### Descrizione del compito
Per favore, rinomina "maggiorata" in "sovradimensionata" e riscrivi il passo della discussione sul webinar partendo da "Per porre rimedio" e proseguendo fino a "una filettatura minorata.".

### Testo fornito
------------------------------------
Home Forum Discussioni Generali Webinar: LA PRATICA DELLE STRUTTURE IN ACCIAIO – 3 NOVEMBRE 2023

  • Questo topic ha 8 risposte, 1 partecipante ed è stato aggiornato l'ultima volta 3 mesi, 2 settimane fa da Daniele Borgogni.
Visualizzazione 7 filoni di risposte
  • Autore
    Post
    • #16003 Rispondi | Quote
      b.cordova@ctanet.it
      Amministratore del forum

      • #16059 Rispondi | Quote
        Gianluca Regoli

          Buongiorno, ho seguito con interesse il webinar.
          Ho una domanda su un tema che credo sia stato trattato, ma non mi ritrovo gli appunti.
          I bulloni esistono in commercio anche zincati a caldo (quindi immagino siano prima formati anche come filettatura e solo alla fine zincati a caldo), così come le barre filettate. Se invece prevedessi in progetto un tondino in acciaio S355 filettato alle estremità (pensiamo ad una catena metallica per murature o, perchè no, ad un tirafondo), potrei richiederlo zincato a caldo? Se no, perchè no?
          Grazie.

        • #16060 Rispondi | Quote
          Daniele Borgogni

            RISPOSTA ALLA DOMANDA POSTA DA GIANLUCA REGOLI

            Buongiorno Gianluca (mi permetto di darti del tu),
            Sono contento che il webinar sia stato di tuo interesse.

            Ti confermo che i bulloni prima vengono filettati e poi zincati.
            La zincatura, ovviamente, accresce il diametro delle filettature proporzionalmente al proprio spessore (generalmente il rivestimento di una bulloneria zincata è mediamente 50 micron)
            Questo problema, se non viene preso in considerazione, può compromettere l’accoppiamento dado-bullone.
            Per porre rimedio a questo problema possono essere applicati due metodologie. Il primo metodo, il più comune, consiste nell’utilizzare dadi con una filettatura maggiorata. Il secondo metodo, al contrario, consiste nel fare uso di bulloni con una filettatura minorata.
------------------------------------
### Voci di annotazione con riquadri di delimitazione

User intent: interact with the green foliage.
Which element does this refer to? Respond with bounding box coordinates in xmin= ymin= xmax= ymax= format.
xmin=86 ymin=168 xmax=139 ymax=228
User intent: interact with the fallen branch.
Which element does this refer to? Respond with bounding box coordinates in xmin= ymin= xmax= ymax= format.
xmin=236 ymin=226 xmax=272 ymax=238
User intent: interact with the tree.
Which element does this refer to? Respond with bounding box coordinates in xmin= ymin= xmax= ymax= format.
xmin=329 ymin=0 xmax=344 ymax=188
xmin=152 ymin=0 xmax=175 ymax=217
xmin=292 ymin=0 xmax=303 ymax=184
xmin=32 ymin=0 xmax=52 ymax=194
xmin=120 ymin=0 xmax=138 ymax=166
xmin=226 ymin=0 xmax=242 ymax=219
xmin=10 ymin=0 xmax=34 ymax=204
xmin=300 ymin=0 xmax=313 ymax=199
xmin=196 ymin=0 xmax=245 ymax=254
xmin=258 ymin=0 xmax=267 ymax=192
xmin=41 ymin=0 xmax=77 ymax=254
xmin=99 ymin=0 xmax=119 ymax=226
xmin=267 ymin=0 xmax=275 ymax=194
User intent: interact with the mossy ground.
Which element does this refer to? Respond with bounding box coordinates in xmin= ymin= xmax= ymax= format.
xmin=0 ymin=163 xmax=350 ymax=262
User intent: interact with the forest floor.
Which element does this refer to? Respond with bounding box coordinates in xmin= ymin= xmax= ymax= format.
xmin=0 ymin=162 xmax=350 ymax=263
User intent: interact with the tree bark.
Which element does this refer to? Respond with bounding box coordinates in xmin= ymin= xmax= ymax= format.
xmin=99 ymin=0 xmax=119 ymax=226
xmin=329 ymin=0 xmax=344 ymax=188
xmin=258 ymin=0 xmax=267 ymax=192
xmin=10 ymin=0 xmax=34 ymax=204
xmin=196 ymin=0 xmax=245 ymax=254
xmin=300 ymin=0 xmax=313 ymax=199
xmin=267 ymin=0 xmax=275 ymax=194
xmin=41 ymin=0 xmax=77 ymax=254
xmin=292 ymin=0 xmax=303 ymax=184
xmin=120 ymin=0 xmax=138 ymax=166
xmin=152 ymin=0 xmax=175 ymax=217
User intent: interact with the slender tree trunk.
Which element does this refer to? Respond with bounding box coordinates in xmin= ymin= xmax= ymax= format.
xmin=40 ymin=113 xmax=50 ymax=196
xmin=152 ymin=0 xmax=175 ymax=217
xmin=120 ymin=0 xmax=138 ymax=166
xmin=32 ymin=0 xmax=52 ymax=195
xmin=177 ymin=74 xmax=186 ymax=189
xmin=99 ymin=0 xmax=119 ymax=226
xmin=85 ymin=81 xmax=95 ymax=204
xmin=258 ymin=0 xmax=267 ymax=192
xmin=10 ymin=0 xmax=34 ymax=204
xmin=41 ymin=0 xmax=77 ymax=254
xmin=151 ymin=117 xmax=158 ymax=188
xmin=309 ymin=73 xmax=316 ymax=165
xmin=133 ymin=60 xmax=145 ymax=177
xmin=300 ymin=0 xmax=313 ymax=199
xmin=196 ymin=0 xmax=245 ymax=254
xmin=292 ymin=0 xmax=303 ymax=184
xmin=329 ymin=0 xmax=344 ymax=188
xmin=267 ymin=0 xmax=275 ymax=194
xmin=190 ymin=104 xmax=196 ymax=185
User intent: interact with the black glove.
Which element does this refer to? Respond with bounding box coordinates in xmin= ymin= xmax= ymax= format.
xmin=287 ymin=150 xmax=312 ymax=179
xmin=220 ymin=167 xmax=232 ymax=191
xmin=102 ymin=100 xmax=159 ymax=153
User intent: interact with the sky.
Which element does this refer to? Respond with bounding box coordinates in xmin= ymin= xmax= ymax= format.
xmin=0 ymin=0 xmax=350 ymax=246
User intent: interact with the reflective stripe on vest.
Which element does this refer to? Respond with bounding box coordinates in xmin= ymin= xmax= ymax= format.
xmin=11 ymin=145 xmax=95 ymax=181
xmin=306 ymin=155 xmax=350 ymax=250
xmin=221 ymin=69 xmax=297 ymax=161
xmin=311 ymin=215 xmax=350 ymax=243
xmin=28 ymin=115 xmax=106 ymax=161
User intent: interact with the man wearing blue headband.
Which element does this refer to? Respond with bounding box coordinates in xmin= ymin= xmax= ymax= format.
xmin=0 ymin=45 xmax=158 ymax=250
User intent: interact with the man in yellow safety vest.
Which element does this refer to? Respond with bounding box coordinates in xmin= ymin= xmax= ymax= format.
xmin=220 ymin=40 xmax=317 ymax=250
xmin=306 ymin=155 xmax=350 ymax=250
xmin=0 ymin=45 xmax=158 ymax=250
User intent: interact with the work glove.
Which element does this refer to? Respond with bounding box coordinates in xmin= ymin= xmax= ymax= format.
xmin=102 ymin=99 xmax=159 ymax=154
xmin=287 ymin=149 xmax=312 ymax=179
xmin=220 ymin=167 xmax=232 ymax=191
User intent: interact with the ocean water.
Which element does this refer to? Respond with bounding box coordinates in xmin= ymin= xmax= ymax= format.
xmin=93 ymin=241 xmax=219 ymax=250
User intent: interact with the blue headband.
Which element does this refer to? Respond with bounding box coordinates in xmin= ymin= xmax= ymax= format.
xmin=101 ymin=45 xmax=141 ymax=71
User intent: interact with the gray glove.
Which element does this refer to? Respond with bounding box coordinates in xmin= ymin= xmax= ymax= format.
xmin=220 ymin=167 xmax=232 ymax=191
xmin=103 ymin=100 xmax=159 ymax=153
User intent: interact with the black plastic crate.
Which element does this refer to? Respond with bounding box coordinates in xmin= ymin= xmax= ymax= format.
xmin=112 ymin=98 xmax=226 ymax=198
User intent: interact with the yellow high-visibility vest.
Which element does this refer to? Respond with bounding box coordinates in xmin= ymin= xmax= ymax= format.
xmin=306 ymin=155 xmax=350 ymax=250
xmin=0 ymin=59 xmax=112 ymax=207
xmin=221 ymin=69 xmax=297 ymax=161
------------------------------------
### Risposta all'esercizio
Per porre rimedio a questo problema possono essere applicati due metodologie. Il primo metodo, il più comune, consiste nell’utilizzare dadi con una filettatura sovradimensionata. Il secondo metodo, al contrario, consiste nel fare uso di bulloni con una filettatura minorata.